* **EXTRAIT DU DOCUMENT**
L’aggravation anticipée du niveau
de l’insécurité alimentaire des PSEM amène à repenser la stratégie à adopter,
en changeant, d’une part, de paradigme à savoir passer d’une vision sectorielle
du problème à une vision « systémique », en envisageant notamment la
territorialisation des filières agro-alimentaires pour contribuer au
développement des zones rurales et le développement d’une industrie de
transformation et de services associée à l’écotourisme.
D’autre part, il s’agit
d’inscrire la sécurité alimentaire dans un cadre géopolitique global via la
mise sur pied d’une PAAC-PSEM qui reposerait sur un certain nombre d’outils :
des programmes éducatifs et des campagnes d’information à destination des
consommateurs ; la création de normes et de labels de qualité ; la création
d’une agence de sécurité alimentaire amenant à une mutualisation des efforts de
part et d’autre de la Méditerranée ; une réforme commune des Caisses de
compensation ; un programme de R&D tourné vers « l’agro-écologie » ; un
schéma de professionnalisation des filières et enfin, la création d’un « Observatoire méditerranéen
des récoltes ».

* **DONNÉES FOURNIES**
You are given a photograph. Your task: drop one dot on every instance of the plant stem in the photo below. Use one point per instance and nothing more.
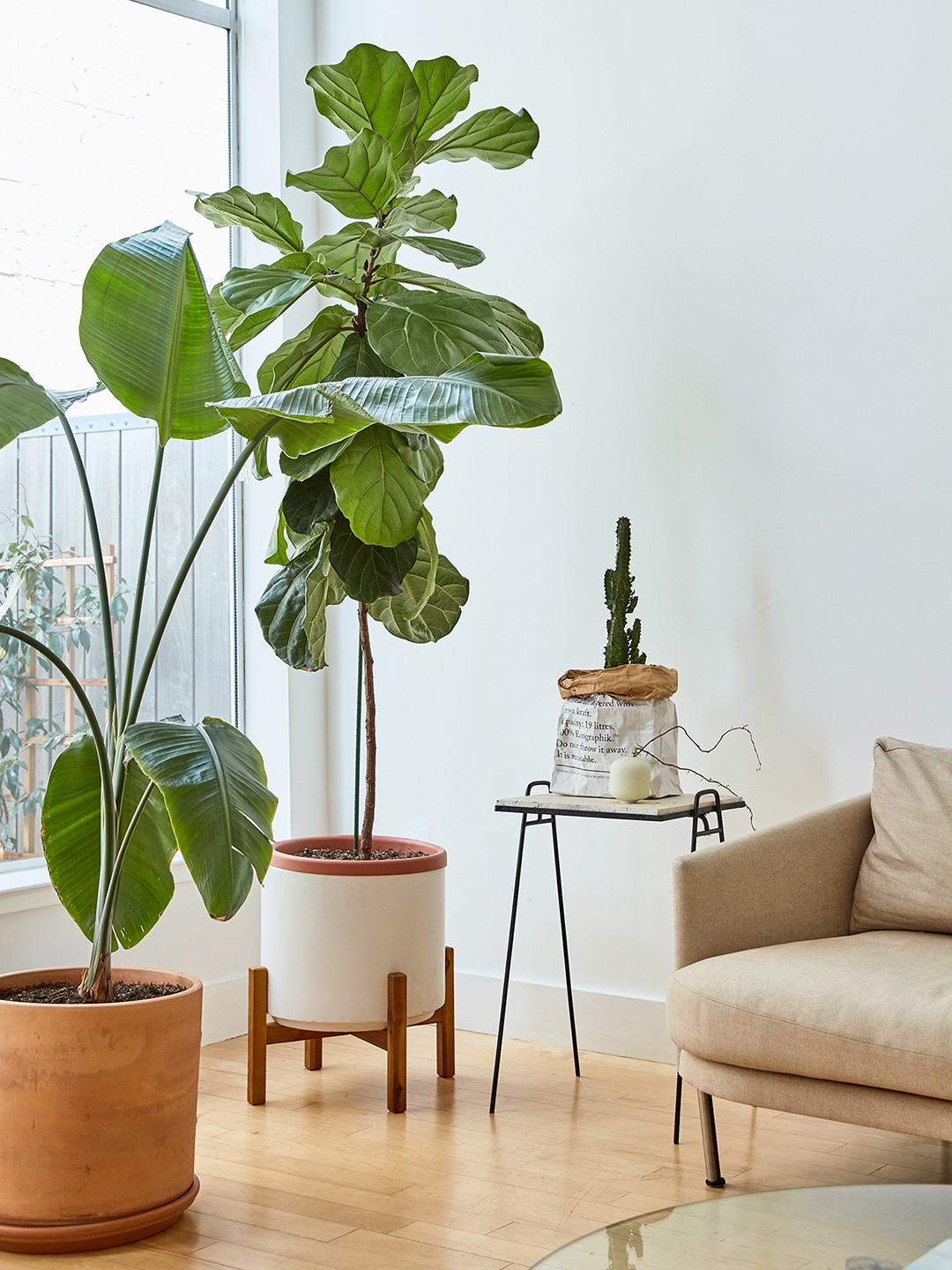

* **CONSIGNES**
1. Indiquez si chacune des affirmations suivantes concorde avec l'extrait sur la sécurité alimentaire, en répondant par oui ou par non et en citant à l'identique les mots de l'extrait qui tranchent : (a) l'extrait préconise de passer d'une vision systémique à une vision sectorielle du problème ; (b) la PAAC-PSEM reposerait entre autres sur la création d'une agence de sécurité alimentaire ; (c) le programme de R&D envisagé serait tourné vers l'agriculture intensive.
2. Renvoyez sans la moindre modification le passage de l'extrait sur la sécurité alimentaire qui commence par "L’aggravation anticipée du" et se poursuit jusqu'à "associée à l’écotourisme.".

* **RÉPONSES PAR CONSIGNE**
1.
(a) Non : « passer d’une vision sectorielle du problème à une vision « systémique » ».
(b) Oui : « la création d’une agence de sécurité alimentaire amenant à une mutualisation des efforts de part et d’autre de la Méditerranée ».
(c) Non : « un programme de R&D tourné vers « l’agro-écologie » ».

2.
L’aggravation anticipée du niveau
de l’insécurité alimentaire des PSEM amène à repenser la stratégie à adopter,
en changeant, d’une part, de paradigme à savoir passer d’une vision sectorielle
du problème à une vision « systémique », en envisageant notamment la
territorialisation des filières agro-alimentaires pour contribuer au
développement des zones rurales et le développement d’une industrie de
transformation et de services associée à l’écotourisme.